● Your assignment
Look through the material below and copy every line containing the word "fence".

____________________

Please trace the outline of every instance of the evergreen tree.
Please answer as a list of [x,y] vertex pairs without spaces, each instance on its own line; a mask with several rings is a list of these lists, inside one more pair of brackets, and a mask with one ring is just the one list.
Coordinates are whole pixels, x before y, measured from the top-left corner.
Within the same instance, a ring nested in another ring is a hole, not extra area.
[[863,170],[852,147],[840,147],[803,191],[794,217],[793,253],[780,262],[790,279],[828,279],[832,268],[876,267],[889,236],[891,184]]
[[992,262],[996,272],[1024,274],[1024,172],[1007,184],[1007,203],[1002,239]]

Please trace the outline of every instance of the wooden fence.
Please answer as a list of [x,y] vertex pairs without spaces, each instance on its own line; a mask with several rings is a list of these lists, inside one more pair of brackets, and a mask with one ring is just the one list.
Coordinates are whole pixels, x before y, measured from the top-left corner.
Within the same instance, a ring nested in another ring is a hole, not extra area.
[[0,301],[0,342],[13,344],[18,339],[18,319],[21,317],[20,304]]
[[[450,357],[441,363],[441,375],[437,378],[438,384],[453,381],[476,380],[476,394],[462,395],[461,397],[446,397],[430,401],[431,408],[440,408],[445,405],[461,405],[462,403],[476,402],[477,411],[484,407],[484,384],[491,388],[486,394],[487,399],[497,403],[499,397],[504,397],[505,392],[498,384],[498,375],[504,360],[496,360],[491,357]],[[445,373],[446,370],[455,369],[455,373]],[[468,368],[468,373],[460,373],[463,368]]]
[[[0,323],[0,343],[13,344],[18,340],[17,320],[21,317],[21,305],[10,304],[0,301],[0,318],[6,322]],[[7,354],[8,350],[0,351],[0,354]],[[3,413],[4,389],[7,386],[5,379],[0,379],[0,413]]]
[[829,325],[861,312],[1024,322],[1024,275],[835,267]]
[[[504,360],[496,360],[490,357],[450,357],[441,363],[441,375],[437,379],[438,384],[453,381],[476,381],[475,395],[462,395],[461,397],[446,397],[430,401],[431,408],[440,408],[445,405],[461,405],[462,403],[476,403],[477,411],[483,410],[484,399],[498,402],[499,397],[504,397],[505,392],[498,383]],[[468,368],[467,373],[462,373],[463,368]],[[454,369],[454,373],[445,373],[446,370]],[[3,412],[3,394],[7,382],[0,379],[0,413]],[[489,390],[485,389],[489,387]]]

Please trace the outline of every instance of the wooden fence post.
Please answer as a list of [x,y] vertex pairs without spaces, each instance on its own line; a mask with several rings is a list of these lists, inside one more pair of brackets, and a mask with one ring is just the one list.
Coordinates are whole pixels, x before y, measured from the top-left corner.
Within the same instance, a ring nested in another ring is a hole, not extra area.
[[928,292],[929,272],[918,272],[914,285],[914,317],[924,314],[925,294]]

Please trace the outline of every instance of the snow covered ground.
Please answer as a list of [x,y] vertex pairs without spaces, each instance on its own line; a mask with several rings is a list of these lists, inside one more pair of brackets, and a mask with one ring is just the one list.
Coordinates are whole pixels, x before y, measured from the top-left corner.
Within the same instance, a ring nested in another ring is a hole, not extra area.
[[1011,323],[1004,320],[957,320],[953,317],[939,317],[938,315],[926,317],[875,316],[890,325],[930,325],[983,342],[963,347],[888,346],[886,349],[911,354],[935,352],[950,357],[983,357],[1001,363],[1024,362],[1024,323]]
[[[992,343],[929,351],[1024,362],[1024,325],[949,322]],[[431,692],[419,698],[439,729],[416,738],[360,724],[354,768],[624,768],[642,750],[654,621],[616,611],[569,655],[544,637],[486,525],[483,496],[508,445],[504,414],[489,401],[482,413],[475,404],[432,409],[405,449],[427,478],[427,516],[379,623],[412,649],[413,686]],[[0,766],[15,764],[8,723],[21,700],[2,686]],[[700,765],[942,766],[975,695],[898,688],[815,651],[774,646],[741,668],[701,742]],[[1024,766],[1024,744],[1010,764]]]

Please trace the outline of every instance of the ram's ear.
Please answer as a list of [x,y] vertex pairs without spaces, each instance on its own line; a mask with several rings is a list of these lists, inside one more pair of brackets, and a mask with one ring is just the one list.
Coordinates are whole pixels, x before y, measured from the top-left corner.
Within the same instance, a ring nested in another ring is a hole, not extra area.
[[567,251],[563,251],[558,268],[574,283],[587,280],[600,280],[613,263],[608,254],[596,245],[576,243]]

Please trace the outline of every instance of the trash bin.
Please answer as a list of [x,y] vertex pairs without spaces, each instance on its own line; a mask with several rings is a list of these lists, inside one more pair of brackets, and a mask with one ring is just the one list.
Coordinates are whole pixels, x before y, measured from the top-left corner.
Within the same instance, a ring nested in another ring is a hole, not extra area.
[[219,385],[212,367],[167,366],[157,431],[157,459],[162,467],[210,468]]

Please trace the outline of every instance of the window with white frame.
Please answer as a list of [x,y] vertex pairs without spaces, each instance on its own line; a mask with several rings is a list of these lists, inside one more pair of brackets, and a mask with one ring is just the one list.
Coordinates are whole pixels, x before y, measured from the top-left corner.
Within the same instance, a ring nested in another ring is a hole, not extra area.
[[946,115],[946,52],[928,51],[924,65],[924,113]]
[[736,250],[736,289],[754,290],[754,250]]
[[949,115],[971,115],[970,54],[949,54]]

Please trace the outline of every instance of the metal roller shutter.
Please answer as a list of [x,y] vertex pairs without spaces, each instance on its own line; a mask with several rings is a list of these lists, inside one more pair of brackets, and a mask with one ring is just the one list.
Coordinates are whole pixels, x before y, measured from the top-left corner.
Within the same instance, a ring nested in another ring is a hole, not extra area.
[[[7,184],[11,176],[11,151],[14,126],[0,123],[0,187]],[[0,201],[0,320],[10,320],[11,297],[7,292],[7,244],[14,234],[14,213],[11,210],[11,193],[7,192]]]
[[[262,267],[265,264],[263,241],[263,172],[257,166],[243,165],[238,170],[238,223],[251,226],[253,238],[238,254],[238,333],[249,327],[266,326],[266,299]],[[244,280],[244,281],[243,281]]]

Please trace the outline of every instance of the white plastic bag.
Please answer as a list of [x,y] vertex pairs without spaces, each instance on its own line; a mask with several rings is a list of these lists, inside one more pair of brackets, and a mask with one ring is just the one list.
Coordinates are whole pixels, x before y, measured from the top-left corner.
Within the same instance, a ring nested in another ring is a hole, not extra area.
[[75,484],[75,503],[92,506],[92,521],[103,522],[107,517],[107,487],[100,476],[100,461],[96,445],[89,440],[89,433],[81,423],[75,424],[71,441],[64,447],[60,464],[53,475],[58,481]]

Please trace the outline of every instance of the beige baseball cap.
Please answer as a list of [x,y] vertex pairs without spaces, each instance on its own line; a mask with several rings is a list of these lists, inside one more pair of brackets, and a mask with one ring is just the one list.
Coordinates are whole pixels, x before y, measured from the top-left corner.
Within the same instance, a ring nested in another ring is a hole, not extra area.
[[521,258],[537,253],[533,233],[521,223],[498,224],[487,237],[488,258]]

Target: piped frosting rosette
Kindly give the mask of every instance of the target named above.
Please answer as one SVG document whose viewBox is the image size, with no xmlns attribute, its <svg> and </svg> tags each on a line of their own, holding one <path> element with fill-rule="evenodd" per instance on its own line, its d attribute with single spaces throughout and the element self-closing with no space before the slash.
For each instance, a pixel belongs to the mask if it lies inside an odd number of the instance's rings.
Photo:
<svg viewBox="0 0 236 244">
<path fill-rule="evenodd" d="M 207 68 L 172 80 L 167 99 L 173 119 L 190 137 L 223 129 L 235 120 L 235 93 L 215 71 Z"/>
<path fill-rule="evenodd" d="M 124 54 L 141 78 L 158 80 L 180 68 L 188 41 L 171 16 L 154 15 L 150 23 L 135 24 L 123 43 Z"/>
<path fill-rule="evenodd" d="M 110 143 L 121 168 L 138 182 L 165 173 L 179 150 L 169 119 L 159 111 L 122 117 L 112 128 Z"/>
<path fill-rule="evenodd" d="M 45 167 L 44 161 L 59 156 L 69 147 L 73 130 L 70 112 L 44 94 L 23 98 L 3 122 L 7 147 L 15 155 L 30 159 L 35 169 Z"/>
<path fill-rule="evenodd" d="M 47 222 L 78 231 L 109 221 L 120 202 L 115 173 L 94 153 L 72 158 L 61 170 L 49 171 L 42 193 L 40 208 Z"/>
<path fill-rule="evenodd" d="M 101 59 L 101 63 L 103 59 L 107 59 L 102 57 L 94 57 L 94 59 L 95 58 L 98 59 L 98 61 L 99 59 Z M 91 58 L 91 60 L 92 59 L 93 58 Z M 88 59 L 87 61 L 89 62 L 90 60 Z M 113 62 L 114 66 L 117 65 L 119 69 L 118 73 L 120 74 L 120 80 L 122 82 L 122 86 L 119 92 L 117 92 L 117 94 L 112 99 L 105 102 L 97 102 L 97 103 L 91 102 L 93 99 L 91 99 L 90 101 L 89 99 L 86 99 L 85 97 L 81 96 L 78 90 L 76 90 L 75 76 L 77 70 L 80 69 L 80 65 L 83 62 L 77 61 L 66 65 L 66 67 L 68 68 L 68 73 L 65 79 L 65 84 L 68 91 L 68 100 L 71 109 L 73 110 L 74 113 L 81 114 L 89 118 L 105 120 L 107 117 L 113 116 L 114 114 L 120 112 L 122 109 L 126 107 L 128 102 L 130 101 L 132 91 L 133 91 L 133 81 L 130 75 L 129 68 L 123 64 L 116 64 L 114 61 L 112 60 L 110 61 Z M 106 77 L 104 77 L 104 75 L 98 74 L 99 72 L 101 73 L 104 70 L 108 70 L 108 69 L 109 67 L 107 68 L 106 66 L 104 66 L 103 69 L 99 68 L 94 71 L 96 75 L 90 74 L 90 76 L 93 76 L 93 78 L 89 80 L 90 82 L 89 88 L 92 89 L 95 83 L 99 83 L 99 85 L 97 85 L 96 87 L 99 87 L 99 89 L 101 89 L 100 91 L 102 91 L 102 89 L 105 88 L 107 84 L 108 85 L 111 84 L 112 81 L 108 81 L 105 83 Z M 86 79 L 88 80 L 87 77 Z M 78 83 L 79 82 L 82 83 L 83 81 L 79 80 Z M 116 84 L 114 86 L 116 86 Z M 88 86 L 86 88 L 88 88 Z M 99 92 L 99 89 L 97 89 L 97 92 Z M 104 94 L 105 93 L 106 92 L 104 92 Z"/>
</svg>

____________________

● Exercise solution
Please trace the outline of every instance of the wooden fence.
Please trace the outline of every instance of the wooden fence post.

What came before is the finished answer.